** START WORKING DATA **
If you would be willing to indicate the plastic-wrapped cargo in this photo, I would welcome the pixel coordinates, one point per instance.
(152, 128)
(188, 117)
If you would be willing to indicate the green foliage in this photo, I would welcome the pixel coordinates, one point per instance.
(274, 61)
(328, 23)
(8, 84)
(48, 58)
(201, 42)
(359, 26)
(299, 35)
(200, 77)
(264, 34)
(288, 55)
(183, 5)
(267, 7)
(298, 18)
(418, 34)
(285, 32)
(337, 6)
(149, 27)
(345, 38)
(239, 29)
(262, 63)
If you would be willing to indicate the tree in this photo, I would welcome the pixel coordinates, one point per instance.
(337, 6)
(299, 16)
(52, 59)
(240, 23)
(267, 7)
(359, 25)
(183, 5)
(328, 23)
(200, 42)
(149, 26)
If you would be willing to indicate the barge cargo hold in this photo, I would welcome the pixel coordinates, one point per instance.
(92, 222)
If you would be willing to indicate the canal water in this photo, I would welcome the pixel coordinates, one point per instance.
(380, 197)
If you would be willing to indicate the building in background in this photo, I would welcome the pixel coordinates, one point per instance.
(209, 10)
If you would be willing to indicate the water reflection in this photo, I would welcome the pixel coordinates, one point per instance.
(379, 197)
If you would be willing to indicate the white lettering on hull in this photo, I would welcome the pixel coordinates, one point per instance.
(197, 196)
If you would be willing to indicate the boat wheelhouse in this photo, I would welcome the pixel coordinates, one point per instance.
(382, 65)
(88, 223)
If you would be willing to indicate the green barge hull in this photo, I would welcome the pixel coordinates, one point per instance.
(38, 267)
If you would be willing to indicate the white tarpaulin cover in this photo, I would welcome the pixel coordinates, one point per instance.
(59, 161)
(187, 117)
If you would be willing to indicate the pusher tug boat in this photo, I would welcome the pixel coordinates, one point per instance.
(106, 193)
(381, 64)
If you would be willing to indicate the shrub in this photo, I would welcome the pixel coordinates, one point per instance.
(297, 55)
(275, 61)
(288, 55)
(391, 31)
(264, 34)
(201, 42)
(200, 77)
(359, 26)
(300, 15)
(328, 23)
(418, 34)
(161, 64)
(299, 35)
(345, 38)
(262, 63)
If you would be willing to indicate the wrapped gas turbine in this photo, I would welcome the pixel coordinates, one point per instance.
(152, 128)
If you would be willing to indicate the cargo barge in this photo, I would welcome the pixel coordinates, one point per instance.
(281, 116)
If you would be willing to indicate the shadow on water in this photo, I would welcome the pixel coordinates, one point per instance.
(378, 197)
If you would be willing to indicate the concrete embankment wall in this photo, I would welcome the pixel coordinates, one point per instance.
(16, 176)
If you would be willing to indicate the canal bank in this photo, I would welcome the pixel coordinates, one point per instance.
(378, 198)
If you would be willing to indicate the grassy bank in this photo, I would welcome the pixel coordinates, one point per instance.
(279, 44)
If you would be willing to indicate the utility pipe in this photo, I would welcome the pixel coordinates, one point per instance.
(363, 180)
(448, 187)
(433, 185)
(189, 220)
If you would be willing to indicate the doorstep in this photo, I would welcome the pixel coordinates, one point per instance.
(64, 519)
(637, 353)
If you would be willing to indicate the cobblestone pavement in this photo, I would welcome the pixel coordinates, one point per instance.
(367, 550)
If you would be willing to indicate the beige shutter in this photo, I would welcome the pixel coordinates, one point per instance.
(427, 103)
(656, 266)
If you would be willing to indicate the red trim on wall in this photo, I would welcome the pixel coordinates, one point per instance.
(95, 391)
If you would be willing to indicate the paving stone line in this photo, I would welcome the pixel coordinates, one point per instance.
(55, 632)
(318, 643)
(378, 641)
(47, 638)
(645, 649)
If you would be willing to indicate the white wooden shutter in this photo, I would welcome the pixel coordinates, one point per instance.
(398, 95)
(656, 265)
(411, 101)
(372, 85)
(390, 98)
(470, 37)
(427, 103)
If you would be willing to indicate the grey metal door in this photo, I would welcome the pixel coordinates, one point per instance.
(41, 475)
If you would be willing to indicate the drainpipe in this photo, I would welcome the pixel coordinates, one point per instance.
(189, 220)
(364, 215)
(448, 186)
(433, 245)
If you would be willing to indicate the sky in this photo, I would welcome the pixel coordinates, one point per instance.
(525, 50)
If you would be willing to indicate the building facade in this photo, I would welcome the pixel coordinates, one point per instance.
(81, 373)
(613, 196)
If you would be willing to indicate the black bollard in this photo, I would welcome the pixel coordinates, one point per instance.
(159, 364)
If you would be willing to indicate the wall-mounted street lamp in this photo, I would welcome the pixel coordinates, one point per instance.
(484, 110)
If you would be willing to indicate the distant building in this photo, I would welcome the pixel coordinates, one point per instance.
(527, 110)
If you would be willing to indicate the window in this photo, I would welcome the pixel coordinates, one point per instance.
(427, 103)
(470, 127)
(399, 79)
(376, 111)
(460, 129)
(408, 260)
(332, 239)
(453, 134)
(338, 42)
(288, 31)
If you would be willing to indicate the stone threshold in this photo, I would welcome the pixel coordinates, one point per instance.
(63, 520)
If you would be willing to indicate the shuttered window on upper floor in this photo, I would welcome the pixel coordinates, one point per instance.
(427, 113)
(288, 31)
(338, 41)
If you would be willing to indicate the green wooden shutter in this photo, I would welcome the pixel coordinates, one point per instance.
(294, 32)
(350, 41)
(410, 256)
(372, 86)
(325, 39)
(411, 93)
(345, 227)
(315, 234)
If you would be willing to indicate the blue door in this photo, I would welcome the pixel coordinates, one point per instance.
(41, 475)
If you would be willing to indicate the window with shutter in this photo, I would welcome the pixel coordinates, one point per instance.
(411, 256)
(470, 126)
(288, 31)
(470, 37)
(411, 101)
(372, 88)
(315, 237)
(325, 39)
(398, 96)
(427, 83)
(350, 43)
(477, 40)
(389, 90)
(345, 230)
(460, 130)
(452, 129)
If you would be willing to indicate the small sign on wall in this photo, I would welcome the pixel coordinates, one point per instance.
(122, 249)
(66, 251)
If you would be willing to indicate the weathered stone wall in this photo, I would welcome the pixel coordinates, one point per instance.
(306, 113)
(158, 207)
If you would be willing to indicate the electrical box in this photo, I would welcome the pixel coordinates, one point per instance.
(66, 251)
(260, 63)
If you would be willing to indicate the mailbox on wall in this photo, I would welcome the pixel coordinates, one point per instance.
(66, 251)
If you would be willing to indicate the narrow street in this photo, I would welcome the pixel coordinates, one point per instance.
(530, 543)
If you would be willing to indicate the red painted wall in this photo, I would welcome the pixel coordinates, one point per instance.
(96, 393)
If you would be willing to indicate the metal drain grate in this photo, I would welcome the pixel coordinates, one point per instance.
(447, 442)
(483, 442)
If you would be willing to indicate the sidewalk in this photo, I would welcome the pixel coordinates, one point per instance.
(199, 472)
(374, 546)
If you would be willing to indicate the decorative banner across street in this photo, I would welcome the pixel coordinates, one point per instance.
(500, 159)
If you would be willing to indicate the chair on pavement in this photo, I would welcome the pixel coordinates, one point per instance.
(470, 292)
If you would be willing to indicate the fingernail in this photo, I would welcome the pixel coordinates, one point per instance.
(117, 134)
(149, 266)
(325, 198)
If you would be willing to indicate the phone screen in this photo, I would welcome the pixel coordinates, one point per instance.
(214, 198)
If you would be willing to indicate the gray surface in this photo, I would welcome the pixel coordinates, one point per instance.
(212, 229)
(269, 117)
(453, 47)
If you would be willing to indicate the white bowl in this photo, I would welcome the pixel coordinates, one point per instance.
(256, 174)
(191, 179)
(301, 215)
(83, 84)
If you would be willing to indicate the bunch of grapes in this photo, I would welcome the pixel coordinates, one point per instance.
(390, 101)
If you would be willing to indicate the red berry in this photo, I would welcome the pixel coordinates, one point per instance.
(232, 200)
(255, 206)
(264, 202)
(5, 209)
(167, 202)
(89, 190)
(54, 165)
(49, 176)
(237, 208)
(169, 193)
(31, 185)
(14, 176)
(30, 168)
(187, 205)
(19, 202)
** END WORKING DATA **
STATED TASK | Rewrite the records from the line containing "If you would be willing to indicate the gray" through the end of the records, inclusive, as a two-column CSV with the header columns "request" and "points". Give one row per request: its text in the first column and its answer in the second. Put each field in double quotes and replace line breaks with spaces.

TASK RESPONSE |
request,points
"If you would be willing to indicate the gray surface in this photo, I would welcome the pixel coordinates, one point per instance.","(212, 229) (269, 117) (453, 47)"
"If you would be willing to indicate the white bowl in this photo, I would welcome the pixel coordinates, one point per instance.","(256, 174) (191, 179) (301, 215) (83, 84)"
"If you would be willing to indicate the bunch of grapes in this photo, I would welcome the pixel coordinates, one point per instance.","(390, 101)"
"If you would be willing to indicate the red berry in this photo, I would welcome the pixel coordinates, one point per instance.","(232, 200) (255, 206) (264, 202) (5, 209) (167, 202) (89, 190) (54, 165) (49, 176) (237, 208) (169, 193) (31, 185) (14, 176) (30, 168) (187, 205) (19, 202)"